══ Reading text
Time has flown and it is timely and necessary that we review our efforts and plan for the next phase of our work.
I offer my comments as President of the Mentor Foundation – an international non-governmental organisation focussed on the prevention of drug misuse. It has actively sought to support the United Nations Office on Drugs and Crime in its work to implement the strategy proposed in 1998 with respect to prevention and drug demand reduction. It has also been very active in the review and the planning for our next steps.
I say “our" next steps as I feel it is very important that this is a team effort where the United Nations and governments from around the world work together with civil society- the non-governmental organisations, -the NGOs, - in the review, planning and implementation of our efforts to tackle this major problem that causes so much harm and distress to individuals, families and communities in all parts of the globe. I hope that the voice of the non-governmental organisations will be listened to and not only heard.
They are key players in our team to ensure our efforts reach the target populations in each of our countries. I hope you will allow me to stress their role in this major milestone event where Governments come together to reflect and plan ahead. So that you might make best use of the collective goodwill and commitment of NGO´s from across the globe in your assessment of progress and your planning for the future,
Beyond 2008, was created with support from UNODC and with substantial financial contributions from member states, including from my own country. The initiator was the Vienna NGO Committee – a group that represents the NGO sector in its collaboration with the United Nations Office on Drugs and Crime and which has received significant input from Mentor.
Many of you are already well aware of the historic initiative that brought together over 900 NGO representatives – they came from around the world, sat together in 13 regional meetings and gave their advice, insight and recommendations on how best we can collectively address the impact of drug use on our youth, in our communities and in our families.
Mentor Foundation was pleased to contribute to the leadership of this initiative. My officials have briefed me along the process and you could sense that there was a genuine enthusiasm and commitment from NGO´s to substantively contribute to the 10 year UNGASS Illicit Drugs review.
The culmination of the Beyond 2008 process occurred in July last year – just next door in the Boardroom – where 300 NGO´s from across the globe, representing very different ideological perspectives and experiences – yet they sat together, debated – sometime strenuously – and came away with a consensus Declaration and three resolutions.
Those documents were introduced to your preparatory work and I am pleased to note the many points of commonality between these NGO recommendations and those outlined in the Political Declaration and Action Plans. Beyond 2008 brought three key areas to the discussion.
First, it spoke very clearly about the concept of shared responsibility in addressing the impact of drug abuse, a concept you have included as one of the topics for the round tables. As is well known, it is only through an effective partnership between member states, the Commission on Narcotic Drugs, UN organizations and NGO´s that we can make a true difference in the lives of those affected by drug use.
════
══ Dataset records
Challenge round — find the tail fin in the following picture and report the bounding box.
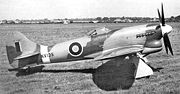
[6,32,40,68]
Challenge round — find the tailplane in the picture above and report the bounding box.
[6,32,40,68]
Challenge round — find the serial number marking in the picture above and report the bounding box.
[136,31,156,38]
[41,53,54,58]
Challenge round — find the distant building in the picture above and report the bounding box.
[63,19,70,24]
[51,19,63,24]
[14,19,22,24]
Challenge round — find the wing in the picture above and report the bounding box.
[93,54,153,90]
[95,46,143,61]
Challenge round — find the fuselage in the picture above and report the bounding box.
[39,24,162,63]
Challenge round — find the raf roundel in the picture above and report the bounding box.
[69,42,83,57]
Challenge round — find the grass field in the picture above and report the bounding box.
[0,23,180,94]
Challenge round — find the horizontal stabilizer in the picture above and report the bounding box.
[6,31,40,68]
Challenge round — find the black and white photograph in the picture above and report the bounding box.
[0,0,180,94]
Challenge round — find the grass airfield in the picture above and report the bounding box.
[0,23,180,94]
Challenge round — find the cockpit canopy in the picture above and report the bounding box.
[87,27,111,36]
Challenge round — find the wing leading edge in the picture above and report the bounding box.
[95,46,153,78]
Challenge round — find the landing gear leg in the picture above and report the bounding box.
[26,66,31,74]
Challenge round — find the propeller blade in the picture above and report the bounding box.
[164,33,173,55]
[161,4,165,26]
[163,34,168,54]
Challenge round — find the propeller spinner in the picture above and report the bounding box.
[158,4,173,55]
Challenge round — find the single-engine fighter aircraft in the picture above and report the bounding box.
[6,5,173,88]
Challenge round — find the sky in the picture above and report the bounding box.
[0,0,180,20]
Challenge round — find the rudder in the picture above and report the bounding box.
[6,31,40,68]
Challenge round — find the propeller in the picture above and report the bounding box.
[157,4,173,55]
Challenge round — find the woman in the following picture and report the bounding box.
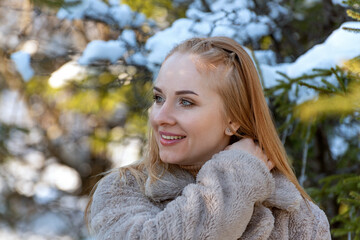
[88,37,330,240]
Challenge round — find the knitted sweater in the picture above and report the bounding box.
[89,150,331,240]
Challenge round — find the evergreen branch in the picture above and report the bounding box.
[276,71,292,82]
[346,9,360,21]
[330,68,346,92]
[299,82,333,93]
[321,78,338,91]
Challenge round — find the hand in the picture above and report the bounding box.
[225,138,275,170]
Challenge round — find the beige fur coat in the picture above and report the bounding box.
[89,150,331,240]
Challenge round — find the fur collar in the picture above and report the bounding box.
[145,167,302,212]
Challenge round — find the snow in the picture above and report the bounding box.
[260,22,360,104]
[11,51,34,81]
[31,212,69,236]
[146,0,288,73]
[78,40,127,65]
[119,29,137,47]
[145,18,194,71]
[49,61,88,88]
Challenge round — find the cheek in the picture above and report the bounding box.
[149,109,156,128]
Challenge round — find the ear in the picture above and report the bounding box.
[225,121,240,136]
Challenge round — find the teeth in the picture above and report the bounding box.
[161,135,185,140]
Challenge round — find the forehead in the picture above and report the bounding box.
[155,53,211,89]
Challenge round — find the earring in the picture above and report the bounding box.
[226,128,232,135]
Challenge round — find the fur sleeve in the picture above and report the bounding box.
[90,150,274,240]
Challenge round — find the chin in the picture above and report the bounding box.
[160,154,183,165]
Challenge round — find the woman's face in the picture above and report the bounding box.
[150,53,230,165]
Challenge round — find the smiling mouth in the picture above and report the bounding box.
[161,134,185,140]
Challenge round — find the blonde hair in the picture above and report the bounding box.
[89,37,311,225]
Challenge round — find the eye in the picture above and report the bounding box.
[153,94,165,104]
[180,98,194,107]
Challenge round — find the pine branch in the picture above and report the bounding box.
[299,82,333,93]
[346,9,360,21]
[331,68,346,92]
[321,78,338,91]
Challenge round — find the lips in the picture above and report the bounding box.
[159,131,186,146]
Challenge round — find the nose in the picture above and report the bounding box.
[150,102,176,126]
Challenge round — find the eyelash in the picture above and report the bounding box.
[153,94,194,107]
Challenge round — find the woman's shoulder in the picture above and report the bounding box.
[289,199,331,239]
[95,168,145,193]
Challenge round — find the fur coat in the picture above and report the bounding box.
[89,150,331,240]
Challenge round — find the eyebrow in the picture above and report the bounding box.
[154,87,199,96]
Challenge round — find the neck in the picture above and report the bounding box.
[179,165,202,177]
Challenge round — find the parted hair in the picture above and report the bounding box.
[86,37,311,225]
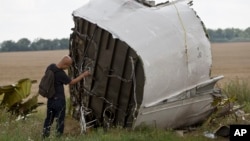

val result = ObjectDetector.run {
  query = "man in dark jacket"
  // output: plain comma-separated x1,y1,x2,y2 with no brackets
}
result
42,56,90,138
════
Written tasks —
a) In the speech on the Beyond 2008 initiative, how many regional meetings did the NGO representatives hold?
b) Retype the part of the Beyond 2008 speech from "First, it spoke" to "by drug use.".

Answers —
a) 13 regional meetings.

b)
First, it spoke very clearly about the concept of shared responsibility in addressing the impact of drug abuse, a concept you have included as one of the topics for the round tables. As is well known, it is only through an effective partnership between member states, the Commission on Narcotic Drugs, UN organizations and NGO´s that we can make a true difference in the lives of those affected by drug use.